▶ [Direction 1] Retype the passage of the blog post below, starting with "I think I need" and going on through "what happened yesterday.", with every word and mark unchanged.

▶ [Source extract]

So for the first time, we have our own Valentine's Day reservation; I have spent more than $25 on a gift and I have bought really loud wrapping paper and a card with hearts on it. And I'm having an uncharacteristic inner giddiness vis a vis doing what it seems everyone else does. Though I did make devoted partner promise he would not buy roses (the apex of V-Day price gouging), and he wouldn't buy me chocolates, as a) we're not eating these days and b) well, duh, I make chocolates and 99 out of 100 times mine are better than what can be bought, so perhaps I'm not that great at preserving Valentine's traditions.

Therefore, let me wish all of you a Happy Valentine's Day and say that, had I gotten my shit together (this idea just came to me), I would have very much enjoyed making construction paper heart cards and sending them to you. Maybe next year. Although, it is equally possible that next year we'll be back in front of Kyle McLaughlin noshing on scallion pancakes, having learned we're just not those traditional Valentine's Day people.

Thursday, February 11, 2010

Collateral Damage

I think I need ski pants. No, dear readers, not for skiing, which is an activity I still have difficulty wrapping my mind around (cold, wet, high likelihood of torn ACLs), but to avoid what happened yesterday.

Since Cablevision's DVR sucks like a thousand black holes of uselessness, one cannot have a series set to record and then, prior to recording, choose to not record certain of the episodes; if you attempt this, the DVR assumes you no longer want to record the entire series. So, if, for example, you want to record HGTV's House Hunters, you must record either only new episodes or ALL episodes; it's up to you to delete them post recording. I decided that a good use of my snow day, rather than say, doing laundry, cleaning the bathroom, or writing the great American novel, would be to selectively watch and delete as many episodes of House Hunters and Property Virgins as I could.

Some things I have learned: St. John is really viciously expensive and there is no beachfront property; Toronto is expensive for no reason I can come up with; Arizona, if you care to live there, is a place where for the price of a Manhattan studio apartment one can have a sprawling house with pool; and everyone in humanity wants granite counter tops and stainless steel appliances, but none of them knows why. See where I'm going with this? My brain was officially a wasteland yesterday, to the point where around 6pm, I seriously considered re-tiling things just because. While it is true that I also knit the front section of the sweater I am working on, it just doesn't seem like the trade-off was worth it.

So I'm making at least a mental list of the things I need prior to the next snow day. It includes: waterproof pants; waterproof gloves; long underwear; wool socks. Because the snow was actually sort of inviting-looking. Had I these necessary items, I could have dragged devoted partner from his work, at least for a moment or two, that we could do such fun things as make snow angels, throw snowballs at each other, sled down our driveway (which is hella steep) on the lids of our garbage cans, craft the world's least life-like snowperson, and, snow-texture permitting, make igloos. In my mind these things seem somewhat fun, though whilst a city dweller, I would have never considered any of them (dog waste makes snow evil and dog waste in snow occurs immediately in Manhattan).

The fact that I will most assuredly look like a misshapen yeti in the above outfit is ameliorated by the fact that in the suburbs fewer people are around to see you. I promise, if the above ever comes to pass, I will take pictures!

▶ [Material for this exercise]

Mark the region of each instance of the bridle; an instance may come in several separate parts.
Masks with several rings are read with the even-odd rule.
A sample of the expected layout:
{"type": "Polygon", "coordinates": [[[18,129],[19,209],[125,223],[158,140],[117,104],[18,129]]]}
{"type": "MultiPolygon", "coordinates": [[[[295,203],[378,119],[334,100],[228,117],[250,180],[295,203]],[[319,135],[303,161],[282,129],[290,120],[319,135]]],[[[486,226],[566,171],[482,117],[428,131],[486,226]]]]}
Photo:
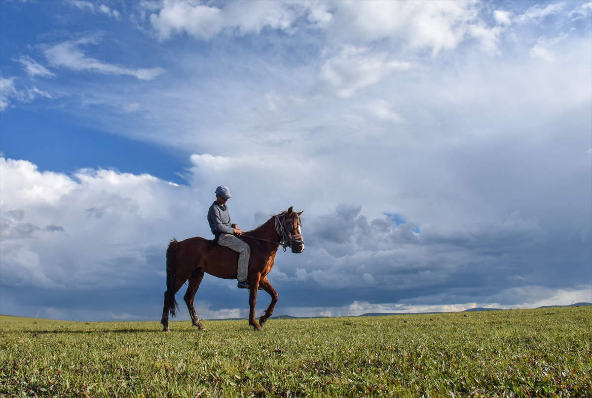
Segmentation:
{"type": "Polygon", "coordinates": [[[241,237],[250,238],[251,239],[256,239],[258,241],[270,242],[276,245],[279,244],[284,248],[284,251],[286,251],[287,247],[292,248],[294,243],[304,244],[304,238],[302,236],[302,234],[292,233],[296,232],[294,224],[295,224],[298,227],[300,227],[300,223],[298,222],[300,218],[298,214],[294,212],[292,214],[293,215],[291,218],[286,218],[286,214],[278,214],[275,216],[275,232],[278,233],[278,235],[279,237],[279,242],[274,242],[274,241],[263,239],[262,238],[256,238],[255,237],[251,237],[248,235],[242,235],[241,237]],[[281,216],[281,218],[280,218],[280,216],[281,216]]]}
{"type": "Polygon", "coordinates": [[[284,251],[286,251],[287,247],[291,248],[295,242],[304,244],[304,238],[302,236],[302,234],[292,234],[296,232],[294,225],[299,227],[300,223],[298,222],[298,215],[294,212],[292,214],[293,218],[287,219],[285,214],[282,216],[281,219],[279,214],[275,216],[275,231],[281,238],[279,244],[284,247],[284,251]]]}

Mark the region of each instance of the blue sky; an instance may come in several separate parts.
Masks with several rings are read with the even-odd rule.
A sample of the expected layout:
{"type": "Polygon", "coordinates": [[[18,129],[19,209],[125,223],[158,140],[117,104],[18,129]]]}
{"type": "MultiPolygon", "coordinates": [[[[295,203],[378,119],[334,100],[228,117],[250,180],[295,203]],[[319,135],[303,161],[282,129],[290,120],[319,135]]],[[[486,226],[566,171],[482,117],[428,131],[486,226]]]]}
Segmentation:
{"type": "Polygon", "coordinates": [[[592,301],[591,5],[0,2],[0,312],[157,319],[221,184],[276,315],[592,301]]]}

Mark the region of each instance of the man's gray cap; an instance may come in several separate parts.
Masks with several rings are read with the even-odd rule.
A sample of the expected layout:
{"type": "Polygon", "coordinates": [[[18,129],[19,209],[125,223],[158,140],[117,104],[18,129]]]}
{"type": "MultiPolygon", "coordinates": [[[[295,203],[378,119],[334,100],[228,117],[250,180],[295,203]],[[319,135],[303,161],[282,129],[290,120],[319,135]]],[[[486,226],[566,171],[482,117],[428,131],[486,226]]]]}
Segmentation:
{"type": "Polygon", "coordinates": [[[220,185],[216,188],[216,195],[219,195],[224,199],[230,199],[232,198],[232,195],[230,195],[230,191],[224,185],[220,185]]]}

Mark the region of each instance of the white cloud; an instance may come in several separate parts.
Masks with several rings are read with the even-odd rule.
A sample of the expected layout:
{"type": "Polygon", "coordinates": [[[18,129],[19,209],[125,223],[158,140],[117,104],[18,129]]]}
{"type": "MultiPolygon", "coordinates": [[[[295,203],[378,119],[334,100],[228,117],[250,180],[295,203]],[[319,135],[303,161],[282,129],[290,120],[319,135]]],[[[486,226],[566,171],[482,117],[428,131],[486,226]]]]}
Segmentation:
{"type": "MultiPolygon", "coordinates": [[[[481,7],[474,1],[251,1],[218,8],[165,0],[150,20],[161,40],[184,33],[208,40],[221,34],[259,33],[266,27],[289,33],[313,28],[326,30],[338,44],[389,38],[411,47],[431,48],[435,56],[466,37],[488,41],[485,47],[494,45],[499,30],[488,28],[479,18],[481,7]],[[309,25],[299,25],[303,17],[309,25]]],[[[153,7],[152,3],[145,6],[150,11],[153,7]]]]}
{"type": "Polygon", "coordinates": [[[88,70],[106,75],[130,75],[140,80],[152,80],[165,71],[161,67],[133,69],[102,62],[87,57],[79,48],[81,46],[95,43],[96,40],[91,38],[65,41],[46,48],[44,53],[52,66],[74,70],[88,70]]]}
{"type": "Polygon", "coordinates": [[[0,76],[0,111],[4,111],[10,105],[10,98],[17,95],[14,77],[5,79],[0,76]]]}
{"type": "Polygon", "coordinates": [[[119,11],[117,9],[110,8],[105,4],[101,4],[99,6],[99,11],[110,17],[112,17],[116,20],[118,20],[120,18],[119,11]]]}
{"type": "Polygon", "coordinates": [[[572,18],[572,21],[577,21],[587,18],[591,13],[592,13],[592,2],[584,3],[579,7],[574,8],[568,15],[572,18]]]}
{"type": "Polygon", "coordinates": [[[204,211],[187,187],[147,174],[83,170],[69,177],[4,157],[0,189],[2,283],[12,286],[94,289],[160,279],[161,256],[155,263],[152,253],[162,254],[173,235],[197,234],[180,212],[194,219],[204,211]]]}
{"type": "Polygon", "coordinates": [[[6,110],[11,104],[12,99],[21,102],[31,102],[38,96],[51,98],[49,93],[40,90],[33,86],[18,90],[14,85],[15,77],[5,79],[0,76],[0,111],[6,110]]]}
{"type": "Polygon", "coordinates": [[[25,70],[30,77],[34,77],[36,76],[40,76],[41,77],[56,77],[55,73],[47,70],[44,66],[28,56],[22,56],[13,60],[20,62],[24,66],[25,70]]]}
{"type": "Polygon", "coordinates": [[[91,12],[95,12],[96,11],[98,11],[100,12],[114,18],[116,20],[119,20],[121,17],[119,11],[117,9],[112,9],[109,7],[106,4],[99,5],[96,8],[95,6],[98,4],[98,2],[93,2],[92,1],[88,1],[87,0],[66,0],[66,2],[68,4],[73,5],[74,7],[78,7],[80,9],[84,11],[90,11],[91,12]]]}
{"type": "Polygon", "coordinates": [[[406,62],[387,60],[386,53],[369,53],[363,47],[347,46],[321,67],[320,78],[339,96],[352,96],[356,91],[380,82],[393,70],[410,67],[406,62]]]}
{"type": "MultiPolygon", "coordinates": [[[[223,8],[199,2],[165,0],[157,14],[150,17],[160,40],[186,33],[207,40],[223,32],[244,35],[258,33],[265,27],[288,30],[301,14],[299,3],[286,2],[231,2],[223,8]]],[[[324,15],[315,14],[320,20],[324,15]]],[[[314,18],[314,17],[313,17],[314,18]]]]}
{"type": "Polygon", "coordinates": [[[512,13],[510,11],[496,9],[493,12],[493,16],[497,23],[500,25],[510,25],[512,23],[512,13]]]}
{"type": "Polygon", "coordinates": [[[557,37],[548,39],[541,37],[536,40],[536,44],[530,49],[529,54],[533,58],[541,58],[545,61],[552,61],[555,59],[551,48],[557,43],[567,38],[567,34],[562,34],[557,37]]]}
{"type": "Polygon", "coordinates": [[[481,24],[477,2],[339,2],[329,34],[340,40],[367,41],[390,38],[413,47],[430,48],[434,55],[455,48],[481,24]]]}
{"type": "Polygon", "coordinates": [[[377,99],[371,102],[368,105],[368,109],[379,119],[393,123],[403,123],[405,121],[400,115],[392,111],[388,102],[384,99],[377,99]]]}
{"type": "Polygon", "coordinates": [[[524,14],[516,17],[514,21],[520,23],[533,21],[540,23],[546,17],[558,14],[563,8],[563,5],[562,3],[549,4],[545,7],[536,4],[525,11],[524,14]]]}
{"type": "Polygon", "coordinates": [[[82,10],[93,11],[95,9],[95,5],[92,2],[86,0],[66,0],[66,3],[78,7],[82,10]]]}

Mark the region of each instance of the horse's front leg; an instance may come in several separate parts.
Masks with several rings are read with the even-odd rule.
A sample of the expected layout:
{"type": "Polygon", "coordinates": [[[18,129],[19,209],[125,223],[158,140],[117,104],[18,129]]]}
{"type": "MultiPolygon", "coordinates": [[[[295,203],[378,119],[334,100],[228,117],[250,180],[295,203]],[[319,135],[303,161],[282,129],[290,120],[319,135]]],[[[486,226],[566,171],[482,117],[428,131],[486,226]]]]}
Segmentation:
{"type": "Polygon", "coordinates": [[[261,278],[261,280],[259,281],[259,286],[263,287],[263,290],[269,293],[269,296],[271,296],[271,302],[269,303],[269,306],[265,310],[265,313],[261,315],[261,318],[259,318],[259,325],[263,327],[263,324],[267,322],[267,320],[274,313],[275,303],[278,302],[278,292],[271,286],[271,283],[269,283],[266,276],[261,278]]]}
{"type": "Polygon", "coordinates": [[[249,324],[258,332],[263,330],[255,321],[255,305],[257,304],[257,290],[259,289],[260,273],[253,273],[249,278],[249,324]]]}
{"type": "Polygon", "coordinates": [[[204,269],[198,268],[193,271],[191,276],[189,277],[189,286],[187,286],[187,292],[183,297],[185,304],[187,305],[187,309],[189,310],[189,315],[191,317],[191,322],[194,326],[197,326],[200,330],[205,330],[205,326],[200,322],[200,318],[197,317],[195,313],[195,309],[193,306],[193,300],[195,297],[197,289],[200,289],[200,284],[201,280],[204,279],[204,269]]]}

▶ [Direction 2] Pick out each line of the rows above that contains the string "parts", treating uppercase and lowercase letters as different.

▶ [Exercise answer 1]
I think I need ski pants. No, dear readers, not for skiing, which is an activity I still have difficulty wrapping my mind around (cold, wet, high likelihood of torn ACLs), but to avoid what happened yesterday.

▶ [Exercise answer 2]
Mark the region of each instance of the bridle; an instance may come in several separate parts.
Mark the region of each instance of the blue sky; an instance may come in several separate parts.
Mark the region of each instance of the man's gray cap; an instance may come in several separate parts.
Mark the region of each instance of the white cloud; an instance may come in several separate parts.
Mark the region of each instance of the horse's front leg; an instance may come in several separate parts.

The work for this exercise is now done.